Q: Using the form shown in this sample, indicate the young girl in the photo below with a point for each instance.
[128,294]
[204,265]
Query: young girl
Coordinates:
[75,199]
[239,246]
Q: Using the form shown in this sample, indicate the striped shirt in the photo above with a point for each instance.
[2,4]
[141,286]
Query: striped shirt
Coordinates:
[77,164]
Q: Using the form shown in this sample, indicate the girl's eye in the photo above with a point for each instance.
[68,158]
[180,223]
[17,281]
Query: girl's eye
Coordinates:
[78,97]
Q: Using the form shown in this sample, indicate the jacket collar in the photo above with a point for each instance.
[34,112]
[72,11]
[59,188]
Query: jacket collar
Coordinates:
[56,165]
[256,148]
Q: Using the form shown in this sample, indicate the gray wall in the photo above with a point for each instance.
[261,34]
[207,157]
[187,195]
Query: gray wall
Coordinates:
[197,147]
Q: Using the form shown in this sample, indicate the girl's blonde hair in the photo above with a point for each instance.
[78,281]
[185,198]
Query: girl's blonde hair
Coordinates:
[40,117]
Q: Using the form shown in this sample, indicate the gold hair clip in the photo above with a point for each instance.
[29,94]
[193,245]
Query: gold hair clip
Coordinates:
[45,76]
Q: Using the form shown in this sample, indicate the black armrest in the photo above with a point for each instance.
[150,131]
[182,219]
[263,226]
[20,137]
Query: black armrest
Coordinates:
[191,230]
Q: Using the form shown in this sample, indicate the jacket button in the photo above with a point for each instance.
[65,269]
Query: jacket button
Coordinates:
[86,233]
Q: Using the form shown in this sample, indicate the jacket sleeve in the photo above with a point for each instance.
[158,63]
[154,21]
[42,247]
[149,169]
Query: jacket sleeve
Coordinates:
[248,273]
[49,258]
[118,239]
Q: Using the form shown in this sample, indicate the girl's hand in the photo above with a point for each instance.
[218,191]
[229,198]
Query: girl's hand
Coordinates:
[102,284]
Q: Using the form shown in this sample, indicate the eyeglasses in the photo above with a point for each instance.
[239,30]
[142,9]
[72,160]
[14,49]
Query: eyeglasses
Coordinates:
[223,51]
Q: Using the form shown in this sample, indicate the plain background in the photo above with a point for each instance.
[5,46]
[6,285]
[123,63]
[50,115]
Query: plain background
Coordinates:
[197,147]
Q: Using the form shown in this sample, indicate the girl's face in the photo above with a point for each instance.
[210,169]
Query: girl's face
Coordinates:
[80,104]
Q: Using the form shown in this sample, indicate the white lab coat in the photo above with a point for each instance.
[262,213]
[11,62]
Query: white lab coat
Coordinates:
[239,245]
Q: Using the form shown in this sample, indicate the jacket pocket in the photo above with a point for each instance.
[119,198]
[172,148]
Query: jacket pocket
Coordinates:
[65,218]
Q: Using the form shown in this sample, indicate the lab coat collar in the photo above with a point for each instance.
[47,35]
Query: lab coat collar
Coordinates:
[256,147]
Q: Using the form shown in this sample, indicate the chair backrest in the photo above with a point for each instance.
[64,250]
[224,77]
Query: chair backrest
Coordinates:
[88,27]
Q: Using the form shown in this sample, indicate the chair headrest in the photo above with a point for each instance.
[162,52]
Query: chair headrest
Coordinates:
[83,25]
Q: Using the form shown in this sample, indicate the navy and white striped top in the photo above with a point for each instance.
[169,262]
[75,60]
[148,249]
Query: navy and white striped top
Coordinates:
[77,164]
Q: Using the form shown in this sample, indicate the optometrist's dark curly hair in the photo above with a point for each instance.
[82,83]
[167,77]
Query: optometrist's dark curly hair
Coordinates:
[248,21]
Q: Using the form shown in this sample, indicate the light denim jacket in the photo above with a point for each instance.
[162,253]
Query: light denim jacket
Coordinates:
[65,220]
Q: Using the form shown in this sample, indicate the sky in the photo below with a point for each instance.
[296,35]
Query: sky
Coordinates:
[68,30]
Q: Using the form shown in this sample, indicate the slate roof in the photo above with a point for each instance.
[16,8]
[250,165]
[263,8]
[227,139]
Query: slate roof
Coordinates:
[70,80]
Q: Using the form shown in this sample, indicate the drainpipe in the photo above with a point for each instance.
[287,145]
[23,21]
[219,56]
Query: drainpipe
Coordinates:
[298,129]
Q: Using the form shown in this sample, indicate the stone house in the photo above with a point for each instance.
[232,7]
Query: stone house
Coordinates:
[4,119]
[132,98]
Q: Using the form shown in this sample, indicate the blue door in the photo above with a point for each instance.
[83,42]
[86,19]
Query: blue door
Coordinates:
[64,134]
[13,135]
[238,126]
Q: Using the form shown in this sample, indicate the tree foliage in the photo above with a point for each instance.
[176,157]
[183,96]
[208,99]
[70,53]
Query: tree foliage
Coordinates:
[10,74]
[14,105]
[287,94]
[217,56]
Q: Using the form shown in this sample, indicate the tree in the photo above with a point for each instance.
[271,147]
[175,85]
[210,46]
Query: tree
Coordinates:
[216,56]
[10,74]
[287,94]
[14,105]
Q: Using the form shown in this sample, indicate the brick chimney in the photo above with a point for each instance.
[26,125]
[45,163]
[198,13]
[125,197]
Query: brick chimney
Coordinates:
+-------+
### Directions
Transcribe the data above completely and exactly.

### Solution for this problem
Q: Using the form shown in this sample, indicate the young girl in the photo below with a point for each instance.
[128,294]
[204,265]
Query: young girl
Coordinates:
[75,199]
[239,246]
Q: Using the form shown in this sample, indicate the striped shirt in the photo above with a point for each instance.
[2,4]
[141,286]
Query: striped shirt
Coordinates:
[77,164]
Q: Using the form shown in this sample, indicate the girl's eye in the photo above with a point for each instance.
[68,158]
[180,223]
[17,281]
Query: girl's eye
Coordinates:
[78,97]
Q: Using the form shown in this sample, indicate the jacket collar in the photo above with a point for each instance.
[34,112]
[72,11]
[59,188]
Query: jacket collar
Coordinates:
[56,165]
[256,148]
Q: Using the form shown in this sample, indicate the gray wall in the photo above with a point for each instance.
[261,34]
[207,157]
[187,195]
Query: gray wall
Coordinates:
[197,147]
Q: Using the form shown in this sample, indicate the girl's blonde hair in the photo above with a point for each instance.
[78,281]
[185,198]
Query: girl's blonde hair
Coordinates:
[40,117]
Q: Using the form shown in this sample, indicate the gold hair clip in the photo above with a point for each instance.
[29,94]
[193,245]
Query: gold hair clip
Coordinates:
[45,76]
Q: Using the form shown in this sample, indicate the black armrest in the photo above with a point for each instance.
[150,131]
[182,219]
[263,226]
[20,137]
Query: black armrest
Coordinates:
[191,230]
Q: Using the form shown in this sample, indicate the jacket button in the photo above with a point for each instance.
[65,269]
Query: jacket button
Coordinates:
[86,233]
Q: Using the form shown in this sample, indicate the jacket sleeve in the photo above with a point for each instance.
[158,63]
[154,21]
[42,247]
[149,169]
Query: jacket sleeve
Coordinates:
[248,273]
[49,258]
[118,239]
Q: Using the form shown in this sample, indicate the girl's hand in the photo above with a point for each instance.
[218,191]
[229,198]
Query: girl's hand
Coordinates:
[102,284]
Q: Using the form shown in this sample, indicate the eyeglasses in the photo above with a point for each instance.
[239,30]
[142,9]
[72,160]
[14,49]
Query: eyeglasses
Coordinates:
[223,51]
Q: Using the form shown in this sample, indicate the plain background in the photo above with a point for each instance.
[5,46]
[6,285]
[123,63]
[50,115]
Query: plain background
Coordinates:
[197,147]
Q: Using the form shown in this sample, indicate the girl's face in the photo above with a point for each instance.
[210,169]
Query: girl's face
Coordinates:
[80,104]
Q: Using the form shown in this sample, indicate the white lab coat in the photo above with a point for each instance.
[262,213]
[11,62]
Query: white lab coat
Coordinates:
[239,245]
Q: Using the form shown in this sample, indicate the jacket pocket in the photo above with a point for each instance.
[119,198]
[172,148]
Query: jacket pocket
Coordinates:
[65,218]
Q: Using the form shown in this sample, indicate the lab coat collar in the photo above with a point for each instance.
[47,35]
Query: lab coat collar
Coordinates:
[256,147]
Q: Using the form shown in this sample, indicate the chair backrest in the photo above with a point for each instance.
[64,250]
[224,77]
Query: chair backrest
Coordinates:
[88,27]
Q: Using the form shown in this sample, indicate the chair headrest in the photo above with a point for each instance.
[162,52]
Query: chair headrest
Coordinates:
[83,25]
Q: Using the form shown in this sample, indicate the navy and white striped top in the photo above with a point for each instance.
[169,262]
[75,60]
[148,249]
Query: navy and white striped top
Coordinates:
[77,164]
Q: Using the form shown in this sample, indicate the optometrist's dark curly hair in the photo above with a point for each instance.
[82,83]
[167,77]
Query: optometrist's dark curly hair
Coordinates:
[248,21]
Q: Using the form shown in this sample, indicate the light denim jacket in the photo above with a point for each instance.
[162,253]
Query: light denim jacket
Coordinates:
[65,220]
Q: Using the form shown in this sample, indicate the sky in the photo below with a point for each instance.
[296,35]
Query: sky
Coordinates:
[68,30]
Q: Using the form shown in this sample, indicate the slate roof in the photo above with a point for each instance.
[16,8]
[250,165]
[263,8]
[227,139]
Query: slate roof
Coordinates:
[70,80]
Q: Using the form shown in this sample, indicate the drainpipe in the photo above with a point for each instance.
[287,145]
[23,21]
[219,56]
Query: drainpipe
Coordinates:
[298,129]
Q: Using the form shown in this sample, indicate the stone house in the photo above with a point for each instance.
[232,7]
Query: stone house
Coordinates:
[4,119]
[132,98]
Q: Using the form shown in this sample, indicate the blue door in the photo above with a point for each instance.
[83,42]
[86,19]
Query: blue door
Coordinates:
[64,134]
[13,135]
[238,126]
Q: Using the form shown in this sample, indicate the tree foliage in the photo above with a point for each instance.
[176,157]
[183,96]
[208,99]
[70,53]
Query: tree foliage
Coordinates:
[10,74]
[14,105]
[287,94]
[217,56]
Q: Using the form shown in this sample, indicate the tree in the photo above with a point for each instance.
[271,147]
[175,85]
[210,46]
Query: tree
Coordinates:
[216,56]
[10,74]
[287,94]
[14,105]
Q: Using the form shown in this sample, indicate the brick chimney in the photo above with a point for each instance.
[26,125]
[45,163]
[198,13]
[125,197]
Query: brick chimney
Coordinates:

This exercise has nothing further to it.